• **Page excerpt**
######

Lord Justice Jackson cited the positive development of costs budgeting as the key reason for pulling back from the more radical end of possible recommendations on extending fixed recoverable costs.

But, more than four years in, there remain plenty of unanswered questions, with the complications added by incurred costs at the heart of many of them. Indeed, Jackson LJ recognised this in his report, saying the issue had been highlighted by both claimant and defendant lawyers, but that now was not the time to implement the solution.

He recorded that a review of 191 claimant and 183 defendant budgets showed that, on average, incurred costs represented 35 per cent of the former, and 18 per cent of the latter.He cited the Personal Injuries Bar Association’s “constructive” proposal that the judge at the CCMC should “positively [...] take into account the amount of costs already incurred when setting the budget for the future conduct of the case”.

Jackson LJ said he also saw “considerable merit” in Master Cook’s proposal that it might be appropriate to fix pre-issue and pre-budget costs. “Clearly any grid of fixed pre-issue and pre-budget costs would not suit every case. Therefore, Master Cook suggested that there could be a rule saying ‘don’t exceed £x without permission’.”

However, for various reasons, he said it was premature to take action on incurred costs at the moment. In the meantime, an issue that has raised its head has been whether a reduction in the hourly rates for incurred costs on detailed assessment should also be applied to budgeted costs.

######

• **Your goal**
Reproduce word for word the passage of the text about costs budgeting that begins with "But, more than" and ends with "implement the solution.". Rely only on the text about costs budgeting.

• **Provided material**
######

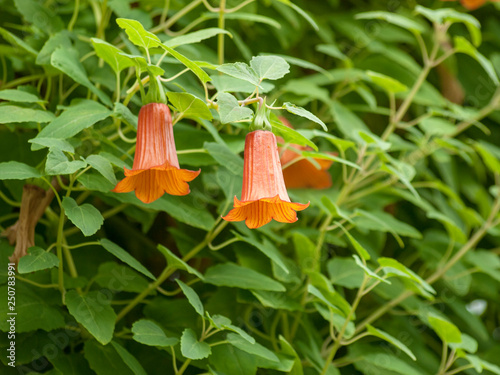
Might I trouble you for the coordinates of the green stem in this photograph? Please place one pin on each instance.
(221, 24)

######

• **Answer**
But, more than four years in, there remain plenty of unanswered questions, with the complications added by incurred costs at the heart of many of them. Indeed, Jackson LJ recognised this in his report, saying the issue had been highlighted by both claimant and defendant lawyers, but that now was not the time to implement the solution.